§ TASK DETAILS: What you need to produce from the material below is an exact transcription of the lines from the one with "Might you point out the wet" through the one with "Might you point out the natural", both included, and no other line.

§ PROVIDED RECORDS:
--
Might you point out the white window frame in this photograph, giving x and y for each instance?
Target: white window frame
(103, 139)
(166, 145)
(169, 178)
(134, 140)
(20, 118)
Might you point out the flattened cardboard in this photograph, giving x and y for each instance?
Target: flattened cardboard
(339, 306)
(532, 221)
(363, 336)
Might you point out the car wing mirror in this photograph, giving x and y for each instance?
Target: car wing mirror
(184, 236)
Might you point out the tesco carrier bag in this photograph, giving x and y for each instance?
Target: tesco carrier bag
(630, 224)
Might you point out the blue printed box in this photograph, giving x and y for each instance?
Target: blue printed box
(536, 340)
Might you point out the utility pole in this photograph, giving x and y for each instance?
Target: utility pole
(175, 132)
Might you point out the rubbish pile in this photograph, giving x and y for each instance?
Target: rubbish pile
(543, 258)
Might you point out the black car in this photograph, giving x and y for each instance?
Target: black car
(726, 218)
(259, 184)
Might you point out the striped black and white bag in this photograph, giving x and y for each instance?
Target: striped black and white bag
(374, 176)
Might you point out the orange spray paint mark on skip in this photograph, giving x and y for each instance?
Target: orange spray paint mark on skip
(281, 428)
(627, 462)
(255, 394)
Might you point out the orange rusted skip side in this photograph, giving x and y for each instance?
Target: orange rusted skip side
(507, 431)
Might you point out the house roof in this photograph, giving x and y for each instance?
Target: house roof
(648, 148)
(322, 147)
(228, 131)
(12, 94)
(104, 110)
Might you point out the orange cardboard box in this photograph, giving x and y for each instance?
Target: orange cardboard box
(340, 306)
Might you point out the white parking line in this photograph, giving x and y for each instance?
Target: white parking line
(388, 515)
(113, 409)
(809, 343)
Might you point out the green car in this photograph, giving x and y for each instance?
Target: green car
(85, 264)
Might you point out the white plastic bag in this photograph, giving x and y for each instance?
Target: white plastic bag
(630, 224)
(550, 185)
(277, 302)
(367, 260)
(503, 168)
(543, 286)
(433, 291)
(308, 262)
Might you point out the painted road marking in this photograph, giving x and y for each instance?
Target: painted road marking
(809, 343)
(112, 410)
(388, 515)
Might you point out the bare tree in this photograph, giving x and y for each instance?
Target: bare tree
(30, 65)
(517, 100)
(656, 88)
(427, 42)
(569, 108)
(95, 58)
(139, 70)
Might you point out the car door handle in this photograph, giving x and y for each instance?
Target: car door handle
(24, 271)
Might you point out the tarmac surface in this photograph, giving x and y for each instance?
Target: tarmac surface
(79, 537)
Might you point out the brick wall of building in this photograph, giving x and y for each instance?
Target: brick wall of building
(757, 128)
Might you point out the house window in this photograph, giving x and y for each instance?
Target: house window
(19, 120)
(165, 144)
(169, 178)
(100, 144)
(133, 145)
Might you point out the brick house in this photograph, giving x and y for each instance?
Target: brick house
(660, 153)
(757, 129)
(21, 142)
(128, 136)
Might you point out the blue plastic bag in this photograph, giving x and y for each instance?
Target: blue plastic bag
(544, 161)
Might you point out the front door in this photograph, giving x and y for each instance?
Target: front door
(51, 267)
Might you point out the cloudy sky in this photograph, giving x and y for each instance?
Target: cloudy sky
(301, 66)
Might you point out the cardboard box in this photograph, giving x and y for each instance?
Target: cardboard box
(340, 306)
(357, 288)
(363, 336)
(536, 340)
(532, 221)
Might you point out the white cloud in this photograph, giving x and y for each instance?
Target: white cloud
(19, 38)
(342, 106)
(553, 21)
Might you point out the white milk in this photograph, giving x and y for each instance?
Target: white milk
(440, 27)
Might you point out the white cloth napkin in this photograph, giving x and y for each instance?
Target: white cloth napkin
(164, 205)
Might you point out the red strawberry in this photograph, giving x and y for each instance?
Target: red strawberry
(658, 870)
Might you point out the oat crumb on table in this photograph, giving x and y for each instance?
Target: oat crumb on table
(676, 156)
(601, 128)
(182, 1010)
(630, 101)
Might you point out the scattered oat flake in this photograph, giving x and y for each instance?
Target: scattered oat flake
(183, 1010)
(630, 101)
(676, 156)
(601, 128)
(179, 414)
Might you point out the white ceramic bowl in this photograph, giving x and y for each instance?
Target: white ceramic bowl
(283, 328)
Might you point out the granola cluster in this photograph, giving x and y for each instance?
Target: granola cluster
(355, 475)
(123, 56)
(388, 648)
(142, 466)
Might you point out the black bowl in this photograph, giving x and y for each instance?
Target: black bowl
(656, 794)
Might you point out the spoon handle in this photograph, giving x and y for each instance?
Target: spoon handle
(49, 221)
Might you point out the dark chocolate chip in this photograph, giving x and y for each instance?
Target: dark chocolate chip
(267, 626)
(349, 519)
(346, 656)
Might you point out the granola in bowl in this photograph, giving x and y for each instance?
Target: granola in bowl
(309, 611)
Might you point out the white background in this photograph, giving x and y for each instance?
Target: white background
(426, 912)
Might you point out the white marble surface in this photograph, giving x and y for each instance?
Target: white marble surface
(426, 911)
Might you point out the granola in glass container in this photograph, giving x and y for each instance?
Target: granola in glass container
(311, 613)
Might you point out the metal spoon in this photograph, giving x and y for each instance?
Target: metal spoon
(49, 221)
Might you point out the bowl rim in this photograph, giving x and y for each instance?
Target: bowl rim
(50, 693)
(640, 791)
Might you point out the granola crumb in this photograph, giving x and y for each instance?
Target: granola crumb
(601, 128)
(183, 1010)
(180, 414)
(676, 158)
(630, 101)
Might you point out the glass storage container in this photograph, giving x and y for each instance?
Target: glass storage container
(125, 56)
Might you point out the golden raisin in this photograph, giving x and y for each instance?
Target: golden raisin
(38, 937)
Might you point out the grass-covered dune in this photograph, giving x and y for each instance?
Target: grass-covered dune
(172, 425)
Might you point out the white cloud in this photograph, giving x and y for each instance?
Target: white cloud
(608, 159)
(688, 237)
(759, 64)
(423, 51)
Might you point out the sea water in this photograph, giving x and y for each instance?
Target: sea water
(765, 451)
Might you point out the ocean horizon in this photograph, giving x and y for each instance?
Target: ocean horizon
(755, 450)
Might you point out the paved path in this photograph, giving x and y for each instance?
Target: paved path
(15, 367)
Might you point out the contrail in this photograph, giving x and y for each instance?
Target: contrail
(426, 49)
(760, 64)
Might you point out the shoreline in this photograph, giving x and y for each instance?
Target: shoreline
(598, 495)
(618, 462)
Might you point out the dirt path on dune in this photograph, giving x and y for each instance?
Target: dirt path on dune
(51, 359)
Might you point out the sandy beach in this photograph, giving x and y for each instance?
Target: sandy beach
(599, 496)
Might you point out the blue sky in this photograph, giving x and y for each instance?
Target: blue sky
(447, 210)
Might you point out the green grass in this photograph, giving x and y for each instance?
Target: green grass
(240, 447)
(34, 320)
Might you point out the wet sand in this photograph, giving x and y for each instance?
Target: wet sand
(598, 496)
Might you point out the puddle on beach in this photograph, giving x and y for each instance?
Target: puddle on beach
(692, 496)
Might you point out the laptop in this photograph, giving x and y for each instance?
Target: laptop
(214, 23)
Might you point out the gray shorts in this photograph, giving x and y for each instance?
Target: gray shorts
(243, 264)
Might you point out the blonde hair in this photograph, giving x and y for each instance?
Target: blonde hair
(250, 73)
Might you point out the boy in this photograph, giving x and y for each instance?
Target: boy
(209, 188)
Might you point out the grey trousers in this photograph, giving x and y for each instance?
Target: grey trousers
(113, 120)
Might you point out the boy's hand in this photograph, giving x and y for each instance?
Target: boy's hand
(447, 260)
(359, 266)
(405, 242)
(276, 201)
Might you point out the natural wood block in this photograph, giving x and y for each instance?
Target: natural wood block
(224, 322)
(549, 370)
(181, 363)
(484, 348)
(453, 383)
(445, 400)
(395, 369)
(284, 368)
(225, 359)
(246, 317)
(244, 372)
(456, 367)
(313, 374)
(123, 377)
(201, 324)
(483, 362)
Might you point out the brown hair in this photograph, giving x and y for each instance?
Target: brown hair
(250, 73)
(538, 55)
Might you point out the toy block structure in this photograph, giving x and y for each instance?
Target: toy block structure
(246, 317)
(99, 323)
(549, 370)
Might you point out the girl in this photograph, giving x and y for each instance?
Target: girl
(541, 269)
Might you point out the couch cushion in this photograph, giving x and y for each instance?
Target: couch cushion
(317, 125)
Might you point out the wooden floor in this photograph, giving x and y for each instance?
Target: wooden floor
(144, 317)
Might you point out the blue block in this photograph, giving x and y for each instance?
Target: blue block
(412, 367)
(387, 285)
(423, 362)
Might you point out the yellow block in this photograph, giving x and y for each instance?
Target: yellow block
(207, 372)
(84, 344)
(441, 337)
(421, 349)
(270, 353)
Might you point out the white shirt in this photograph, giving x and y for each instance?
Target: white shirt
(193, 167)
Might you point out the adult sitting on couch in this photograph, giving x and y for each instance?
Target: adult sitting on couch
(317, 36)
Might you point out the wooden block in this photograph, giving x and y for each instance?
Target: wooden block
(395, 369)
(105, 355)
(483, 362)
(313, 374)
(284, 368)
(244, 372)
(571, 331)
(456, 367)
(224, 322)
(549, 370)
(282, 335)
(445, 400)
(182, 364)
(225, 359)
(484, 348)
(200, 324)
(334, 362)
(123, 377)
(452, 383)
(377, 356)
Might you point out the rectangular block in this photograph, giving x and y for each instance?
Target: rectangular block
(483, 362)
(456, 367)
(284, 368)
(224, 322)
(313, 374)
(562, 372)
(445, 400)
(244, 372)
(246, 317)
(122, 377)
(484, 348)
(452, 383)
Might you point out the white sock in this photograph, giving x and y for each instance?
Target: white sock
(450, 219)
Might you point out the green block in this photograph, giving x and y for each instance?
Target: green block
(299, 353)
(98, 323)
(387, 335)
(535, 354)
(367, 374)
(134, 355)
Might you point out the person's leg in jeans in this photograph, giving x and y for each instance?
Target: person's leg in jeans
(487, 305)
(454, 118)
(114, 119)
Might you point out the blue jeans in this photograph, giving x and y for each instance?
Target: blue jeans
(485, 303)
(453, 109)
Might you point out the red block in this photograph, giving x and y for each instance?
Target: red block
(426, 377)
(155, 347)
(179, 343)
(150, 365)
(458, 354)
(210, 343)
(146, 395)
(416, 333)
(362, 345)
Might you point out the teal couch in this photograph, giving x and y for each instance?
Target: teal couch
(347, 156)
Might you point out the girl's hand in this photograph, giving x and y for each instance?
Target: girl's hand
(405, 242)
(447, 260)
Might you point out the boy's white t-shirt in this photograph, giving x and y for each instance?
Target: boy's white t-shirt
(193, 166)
--
§ RESPONSE TO THE EXERCISE:
Might you point out the wet sand in this photograph, giving x and y for each instance?
Target: wet sand
(598, 496)
Might you point out the puddle on beach in this photograph, giving x and y for each instance?
Target: puddle on beach
(692, 496)
Might you point out the laptop in this photograph, giving x and y for each instance?
Target: laptop
(214, 23)
Might you point out the gray shorts in this photograph, giving x and y for each instance?
Target: gray shorts
(243, 264)
Might you point out the blonde hair in this photograph, giving x and y for each instance?
Target: blonde hair
(250, 73)
Might you point out the boy in this photograph, giving x and y for each instance?
Target: boy
(209, 188)
Might you point out the grey trousers in this photograph, giving x and y for each instance?
Target: grey trousers
(113, 120)
Might you point out the boy's hand in this photograph, giving x and y for each instance?
Target: boy's hand
(447, 260)
(359, 266)
(405, 242)
(276, 201)
Might you point out the natural wood block in this photograph, giving x and y for each instance?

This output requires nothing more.